### EXERCISE
All entries below are to be set down again, identical to the source.

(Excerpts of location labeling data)

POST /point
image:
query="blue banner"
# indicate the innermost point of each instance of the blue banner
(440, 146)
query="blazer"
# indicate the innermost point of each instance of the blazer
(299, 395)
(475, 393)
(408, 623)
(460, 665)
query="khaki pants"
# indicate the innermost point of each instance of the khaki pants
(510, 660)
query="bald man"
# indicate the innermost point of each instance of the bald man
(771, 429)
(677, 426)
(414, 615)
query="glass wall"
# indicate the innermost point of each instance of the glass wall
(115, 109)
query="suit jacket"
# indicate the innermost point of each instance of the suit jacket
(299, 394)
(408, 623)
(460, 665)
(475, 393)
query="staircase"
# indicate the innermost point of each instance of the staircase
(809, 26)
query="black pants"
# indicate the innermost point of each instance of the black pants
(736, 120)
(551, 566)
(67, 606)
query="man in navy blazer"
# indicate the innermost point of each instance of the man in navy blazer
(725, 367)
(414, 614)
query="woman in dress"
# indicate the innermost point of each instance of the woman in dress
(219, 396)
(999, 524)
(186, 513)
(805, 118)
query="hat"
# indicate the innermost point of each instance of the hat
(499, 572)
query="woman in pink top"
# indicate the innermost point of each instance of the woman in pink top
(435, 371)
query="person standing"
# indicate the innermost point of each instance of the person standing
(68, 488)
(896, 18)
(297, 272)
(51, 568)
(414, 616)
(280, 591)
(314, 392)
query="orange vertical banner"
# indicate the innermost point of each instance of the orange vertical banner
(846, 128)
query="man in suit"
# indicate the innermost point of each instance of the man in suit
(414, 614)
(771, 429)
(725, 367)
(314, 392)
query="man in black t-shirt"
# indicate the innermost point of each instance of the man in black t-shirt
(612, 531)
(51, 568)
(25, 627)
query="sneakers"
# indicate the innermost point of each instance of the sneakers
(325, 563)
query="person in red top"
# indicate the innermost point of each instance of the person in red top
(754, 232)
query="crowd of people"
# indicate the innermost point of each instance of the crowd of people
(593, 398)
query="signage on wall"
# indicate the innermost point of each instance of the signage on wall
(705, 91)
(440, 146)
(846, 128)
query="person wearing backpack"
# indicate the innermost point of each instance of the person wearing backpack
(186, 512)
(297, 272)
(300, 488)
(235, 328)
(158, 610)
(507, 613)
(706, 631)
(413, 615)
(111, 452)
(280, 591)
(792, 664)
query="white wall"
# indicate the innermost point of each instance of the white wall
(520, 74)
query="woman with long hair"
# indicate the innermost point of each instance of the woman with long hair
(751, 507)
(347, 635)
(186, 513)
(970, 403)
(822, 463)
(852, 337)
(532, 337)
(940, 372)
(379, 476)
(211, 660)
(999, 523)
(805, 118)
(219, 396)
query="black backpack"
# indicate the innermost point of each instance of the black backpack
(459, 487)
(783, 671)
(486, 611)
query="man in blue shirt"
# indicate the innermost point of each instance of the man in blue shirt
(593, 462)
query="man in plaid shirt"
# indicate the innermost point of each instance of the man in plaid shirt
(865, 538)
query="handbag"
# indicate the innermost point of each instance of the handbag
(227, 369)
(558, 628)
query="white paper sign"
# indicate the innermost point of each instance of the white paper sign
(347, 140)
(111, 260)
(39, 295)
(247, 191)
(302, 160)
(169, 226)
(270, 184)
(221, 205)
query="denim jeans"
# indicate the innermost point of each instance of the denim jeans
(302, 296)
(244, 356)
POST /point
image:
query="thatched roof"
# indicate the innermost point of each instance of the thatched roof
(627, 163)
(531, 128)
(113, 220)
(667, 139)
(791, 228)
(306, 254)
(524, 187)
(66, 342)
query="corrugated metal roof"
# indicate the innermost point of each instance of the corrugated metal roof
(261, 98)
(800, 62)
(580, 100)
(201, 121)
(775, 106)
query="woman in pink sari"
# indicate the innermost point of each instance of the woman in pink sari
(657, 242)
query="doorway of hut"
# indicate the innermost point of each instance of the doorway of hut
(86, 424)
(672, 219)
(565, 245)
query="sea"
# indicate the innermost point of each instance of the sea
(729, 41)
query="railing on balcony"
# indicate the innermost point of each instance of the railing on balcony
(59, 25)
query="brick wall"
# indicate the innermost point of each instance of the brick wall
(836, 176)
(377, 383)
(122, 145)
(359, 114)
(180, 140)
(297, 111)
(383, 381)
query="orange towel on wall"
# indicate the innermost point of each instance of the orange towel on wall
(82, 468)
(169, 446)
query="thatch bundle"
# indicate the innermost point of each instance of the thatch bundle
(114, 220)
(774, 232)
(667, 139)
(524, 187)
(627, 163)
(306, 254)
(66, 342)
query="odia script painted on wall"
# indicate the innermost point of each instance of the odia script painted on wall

### CORRECT RESPONSE
POST /point
image:
query="blue banner"
# indicate the innermost point of each instance of the blue banner
(440, 146)
query="blazer"
# indicate the innermost point of each instance of the blazer
(299, 395)
(475, 393)
(408, 623)
(460, 665)
query="khaki pants"
# indicate the innermost point of each instance of the khaki pants
(510, 660)
query="bald man"
# indicate the innermost point of each instance of the bald man
(771, 429)
(677, 426)
(414, 615)
query="glass wall"
# indicate the innermost point of each instance of the glass wall
(115, 109)
query="suit jacket"
# indicate the innermost point of each instance of the suit jacket
(299, 394)
(408, 623)
(460, 665)
(475, 393)
query="staircase"
# indicate the innermost point of each instance of the staircase
(809, 26)
query="black pants"
# indicate the innermost point of each instance of the black pants
(736, 120)
(551, 566)
(67, 606)
query="man in navy blazer"
# indicate the innermost point of each instance of the man in navy blazer
(725, 367)
(414, 614)
query="woman in dress"
# indicate the innermost point of each instance of the woman in dress
(219, 396)
(999, 524)
(186, 513)
(805, 118)
query="hat"
# indicate the innermost point of each instance of the hat
(499, 572)
query="woman in pink top"
# indicate the innermost point of each instance of the woman in pink top
(435, 371)
query="person standing"
# indicate the innermost point of each instance of the person standing
(68, 488)
(896, 18)
(297, 272)
(51, 568)
(414, 616)
(280, 591)
(314, 392)
query="orange vertical banner"
# indicate the innermost point of each instance of the orange vertical banner
(846, 128)
query="man in suit"
# indicate the innermost point of each instance of the man in suit
(414, 614)
(771, 429)
(725, 367)
(314, 392)
query="man in black t-shirt"
# indicate the innermost point of each instance of the man in black t-shirt
(612, 531)
(51, 568)
(25, 627)
query="sneakers"
# indicate the innermost point of each instance of the sneakers
(325, 563)
query="person in red top"
# indicate the innermost point of each instance of the person in red top
(754, 232)
query="crowd of people"
# indicate the innermost point of each instance of the crowd of people
(593, 398)
query="signage on wall"
# indicate the innermost point of each instance of the signage on wall
(705, 91)
(440, 146)
(846, 128)
query="person wearing backpack"
# indicate the innermost point of each instance of the person wearing backpack
(186, 512)
(297, 272)
(300, 488)
(235, 328)
(158, 610)
(507, 613)
(706, 631)
(413, 615)
(111, 452)
(280, 591)
(792, 664)
query="white wall"
# indicate the innermost point of each instance of the white wall
(520, 74)
query="woman with long hair"
# indicate the innermost point of each instance of the woman with long hair
(751, 507)
(347, 635)
(186, 513)
(970, 403)
(822, 463)
(852, 337)
(532, 337)
(940, 372)
(379, 476)
(211, 660)
(999, 523)
(805, 118)
(219, 396)
query="black backpack"
# indicate the innermost point of each instance of the black backpack
(459, 487)
(783, 671)
(486, 611)
query="man in blue shirt"
# indicate the innermost point of each instance of the man in blue shirt
(593, 462)
query="man in plaid shirt"
# indicate the innermost point of each instance of the man in plaid shirt
(865, 538)
query="handbag"
# indicate the innermost point of each instance of the handbag
(227, 369)
(558, 628)
query="white paper sign"
# indicate the innermost point of each instance of the white paper sign
(347, 140)
(111, 260)
(39, 295)
(247, 191)
(302, 160)
(169, 226)
(270, 184)
(221, 205)
query="denim jeans"
# indicate the innermost point of each instance of the denim jeans
(302, 296)
(244, 356)
POST /point
image:
query="thatched roof"
# indicate the innermost point of each instance of the thatched roof
(627, 163)
(531, 128)
(113, 220)
(667, 139)
(791, 228)
(306, 254)
(524, 187)
(66, 342)
query="corrugated metal roof"
# indicate the innermost point of each instance of the corrugated metal roof
(261, 98)
(800, 62)
(580, 100)
(201, 121)
(775, 106)
query="woman in pink sari"
# indicate the innermost point of each instance of the woman in pink sari
(657, 242)
query="doorway of hut"
# indicate the innermost point of each instance of the doorway of hut
(86, 424)
(672, 219)
(565, 245)
query="sea"
# indicate the innermost point of each instance of the sea
(729, 41)
query="railing on balcony"
# indicate the innermost point of each instance of the railing on balcony
(59, 25)
query="brick wall"
# indicate the innermost point of each instance of the brick wall
(836, 176)
(377, 383)
(122, 145)
(359, 114)
(180, 140)
(297, 111)
(383, 381)
query="orange towel on wall"
# indicate the innermost point of each instance of the orange towel on wall
(82, 468)
(169, 446)
query="thatch bundle"
# indicate the innermost point of each instance of the thatch bundle
(114, 220)
(774, 232)
(667, 139)
(524, 187)
(627, 163)
(306, 254)
(66, 342)
query="odia script painted on wall"
# indicate the innermost point of each instance of the odia script painted on wall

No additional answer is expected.